*** Source excerpt
# Cruze hatch touch down photos



## pandrad61 (Jul 8, 2015)

For those whom haven't seen in person pics here they are.looks great in person and very clean lines. hatch is a little more bubbly then i would like and the hatch has less room then youd expect for its size but it provides a premium of interior space tho


----------



## pandrad61 (Jul 8, 2015)




----------



## pandrad61 (Jul 8, 2015)




----------



## pandrad61 (Jul 8, 2015)




----------



## pandrad61 (Jul 8, 2015)




----------



## pandrad61 (Jul 8, 2015)




----------



## MP81 (Jul 20, 2015)

The tailpipe isn't molded into the lower fascia, correct? I recall it being separate (real) on the "concept", and it looks the same here.


----------



## pandrad61 (Jul 8, 2015)

> *UpstateNYBill*


look at the huge amount of surprising clearence...


----------



## pandrad61 (Jul 8, 2015)

> The tailpipe isn't molded into the lower fascia, correct? I recall it being separate (real) on the "concept", and it looks the same here.


----------



## MP81 (Jul 20, 2015)

pandrad61 said:


> View attachment 206281


Awesome, a real tailpipe!

I *HATE* all the fake, molded-in "tailpipes" these days. Seeing a real one is a refresher.

Mercedes is quite possibly the worst. Their diesel have fake "tailpipes" that are _blocked off_










The pre-refresh MKZ has big chrome surrounds - and quite possibly the wimpiest little exhaust pipe clearly visible inside it. I laughed out loud the first time I saw them.


----------



## TintGuy (Sep 17, 2016)

Don't know How I feel about that. I have a softspot for hatches generally like them all, but there's something throwing me off about this one. looks like the nd gen mazda 3 hatches.


----------



## pandrad61 (Jul 8, 2015)

> don't know how i feel about that. I have a softspot for hatches generally like them all, but there's something throwing me off about this one. Looks like the nd gen mazda 3 hatches


due to emissions most cars look the same now. There is really only one true shape that is peak design for efficiency so all the brands know it and try to change it to differentiate but that why nissan body silhouette chevy and honda look very similar


----------



## UpstateNYBill (Jan 14, 2012)

pandrad61 said:


> look at the huge amount of surprising clearence...
> View attachment 206273


Stopped in to look at a hatchback today. Now I know why there is so much clearance under the front bumper in your picture.
******
Parts of the exercise -
**a)** From the Cruze hatch thread, reproduce everything from "I *HATE* all" down to "I saw them." without changing a word.
**b)** In the Cruze hatch thread, what does MP81 say Mercedes diesels have?
**c)** Name every username that heads a post in the Cruze hatch thread.
*** Material provided
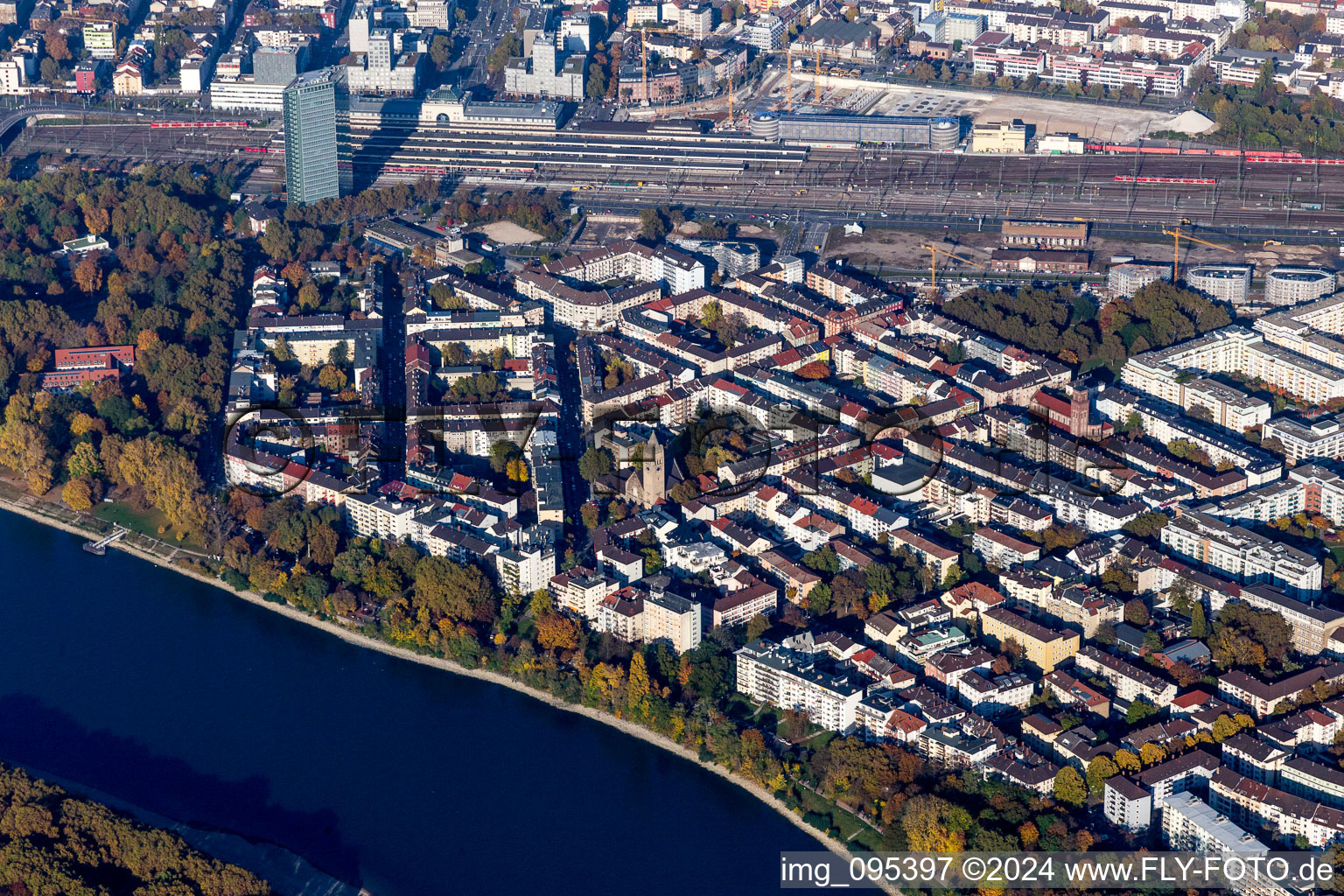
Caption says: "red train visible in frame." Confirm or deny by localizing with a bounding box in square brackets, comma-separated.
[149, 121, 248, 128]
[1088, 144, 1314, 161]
******
In response -
**a)**
I *HATE* all the fake, molded-in "tailpipes" these days. Seeing a real one is a refresher.

Mercedes is quite possibly the worst. Their diesel have fake "tailpipes" that are _blocked off_










The pre-refresh MKZ has big chrome surrounds - and quite possibly the wimpiest little exhaust pipe clearly visible inside it. I laughed out loud the first time I saw them.

**b)** Fake "tailpipes" that are blocked off.

**c)** pandrad61, MP81, TintGuy, UpstateNYBill